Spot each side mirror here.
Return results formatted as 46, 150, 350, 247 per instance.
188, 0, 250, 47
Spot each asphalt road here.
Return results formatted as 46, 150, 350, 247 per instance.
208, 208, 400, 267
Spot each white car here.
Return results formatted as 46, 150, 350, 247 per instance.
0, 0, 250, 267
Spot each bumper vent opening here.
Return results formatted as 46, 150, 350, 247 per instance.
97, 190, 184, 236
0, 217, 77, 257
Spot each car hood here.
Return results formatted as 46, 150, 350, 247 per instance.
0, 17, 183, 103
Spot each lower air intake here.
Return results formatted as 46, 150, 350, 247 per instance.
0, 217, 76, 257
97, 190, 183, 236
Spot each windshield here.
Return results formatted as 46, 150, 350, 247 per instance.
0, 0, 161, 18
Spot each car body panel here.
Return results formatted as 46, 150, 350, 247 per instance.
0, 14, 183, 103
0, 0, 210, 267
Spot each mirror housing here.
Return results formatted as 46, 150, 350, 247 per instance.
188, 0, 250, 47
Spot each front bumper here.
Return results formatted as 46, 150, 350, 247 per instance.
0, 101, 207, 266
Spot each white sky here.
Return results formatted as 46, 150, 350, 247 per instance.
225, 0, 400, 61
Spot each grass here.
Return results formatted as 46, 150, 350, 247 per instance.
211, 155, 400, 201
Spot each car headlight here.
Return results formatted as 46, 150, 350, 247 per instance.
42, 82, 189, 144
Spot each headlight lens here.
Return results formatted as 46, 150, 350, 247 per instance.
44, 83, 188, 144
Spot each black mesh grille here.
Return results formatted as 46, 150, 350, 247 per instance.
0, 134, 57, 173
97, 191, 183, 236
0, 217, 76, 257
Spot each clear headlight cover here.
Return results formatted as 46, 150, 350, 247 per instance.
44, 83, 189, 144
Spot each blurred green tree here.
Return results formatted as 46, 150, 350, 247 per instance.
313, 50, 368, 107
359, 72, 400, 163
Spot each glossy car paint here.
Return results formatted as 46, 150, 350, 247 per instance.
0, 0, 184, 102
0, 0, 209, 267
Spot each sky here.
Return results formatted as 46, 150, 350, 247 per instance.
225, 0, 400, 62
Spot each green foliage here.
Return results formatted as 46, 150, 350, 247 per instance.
_ _ _
Goal: Copy out the data above unchanged, from the line containing "Spot each mirror housing here." through the line containing "44, 83, 188, 144", both of those lines included.

Task result:
Spot each mirror housing here.
Return results formatted as 46, 150, 350, 247 per instance.
188, 0, 250, 47
Spot each front bumper here.
Return results formatted as 46, 150, 350, 247 per instance.
0, 101, 207, 266
Spot each white sky here.
Return results formatted as 46, 150, 350, 247 per instance.
225, 0, 400, 61
Spot each grass here.
Return results formatted as 46, 150, 350, 247 per instance.
211, 155, 400, 201
Spot each car headlight here.
Return results formatted as 46, 150, 350, 247 per instance.
42, 82, 189, 144
Spot each headlight lens here.
Return results formatted as 46, 150, 350, 247 per instance.
44, 83, 188, 144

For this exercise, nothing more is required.